=== PROBLEM TO WORK ON ===
From the line with "Target: ocean" through the line with "Annotation task — tag each instance of the sky", repeat the entries verbatim, both end lines included, and add nothing.

==== INPUT

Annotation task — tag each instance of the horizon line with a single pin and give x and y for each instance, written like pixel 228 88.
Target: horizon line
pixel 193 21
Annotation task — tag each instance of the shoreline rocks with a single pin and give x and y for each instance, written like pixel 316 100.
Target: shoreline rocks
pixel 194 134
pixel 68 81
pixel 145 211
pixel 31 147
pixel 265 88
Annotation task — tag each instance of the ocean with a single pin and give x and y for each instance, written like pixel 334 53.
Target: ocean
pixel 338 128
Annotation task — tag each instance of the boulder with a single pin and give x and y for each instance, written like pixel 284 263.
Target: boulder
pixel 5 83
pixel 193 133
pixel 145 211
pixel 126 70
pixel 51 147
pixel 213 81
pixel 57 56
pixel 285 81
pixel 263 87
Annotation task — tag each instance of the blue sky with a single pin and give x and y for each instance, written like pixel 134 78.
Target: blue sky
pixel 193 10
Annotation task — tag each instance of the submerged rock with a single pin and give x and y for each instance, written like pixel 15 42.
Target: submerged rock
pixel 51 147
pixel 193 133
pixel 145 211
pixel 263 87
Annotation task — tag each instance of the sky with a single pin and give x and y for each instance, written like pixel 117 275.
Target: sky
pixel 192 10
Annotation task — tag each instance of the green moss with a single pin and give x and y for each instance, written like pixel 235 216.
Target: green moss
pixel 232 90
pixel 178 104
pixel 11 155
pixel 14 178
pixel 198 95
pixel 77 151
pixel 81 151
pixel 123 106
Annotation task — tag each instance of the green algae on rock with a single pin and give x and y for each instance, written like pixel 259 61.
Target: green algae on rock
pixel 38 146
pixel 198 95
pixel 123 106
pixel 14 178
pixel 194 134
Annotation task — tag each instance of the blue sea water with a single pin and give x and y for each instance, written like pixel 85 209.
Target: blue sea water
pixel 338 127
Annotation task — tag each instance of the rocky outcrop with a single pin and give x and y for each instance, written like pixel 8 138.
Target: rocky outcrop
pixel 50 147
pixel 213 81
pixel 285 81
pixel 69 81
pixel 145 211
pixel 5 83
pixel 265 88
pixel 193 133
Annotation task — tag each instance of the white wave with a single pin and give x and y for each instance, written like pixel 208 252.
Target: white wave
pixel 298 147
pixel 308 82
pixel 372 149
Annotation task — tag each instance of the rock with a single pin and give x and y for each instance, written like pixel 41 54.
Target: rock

========

=== TASK RESPONSE ===
Target: ocean
pixel 338 128
Annotation task — tag each instance of the boulder with a single pin and give x and y for each instance, written like pixel 284 263.
Target: boulder
pixel 5 83
pixel 193 133
pixel 145 211
pixel 126 70
pixel 51 147
pixel 213 81
pixel 57 56
pixel 285 81
pixel 263 87
Annotation task — tag each instance of the blue sky with a single pin and give x and y for each instance, written like pixel 134 78.
Target: blue sky
pixel 193 10
Annotation task — tag each instance of the submerged rock with a single pin and give x and y for each instance, written like pixel 15 42.
Target: submerged rock
pixel 51 147
pixel 193 133
pixel 145 211
pixel 263 87
Annotation task — tag each instance of the sky with a single pin and give x and y for each instance, written like pixel 117 275.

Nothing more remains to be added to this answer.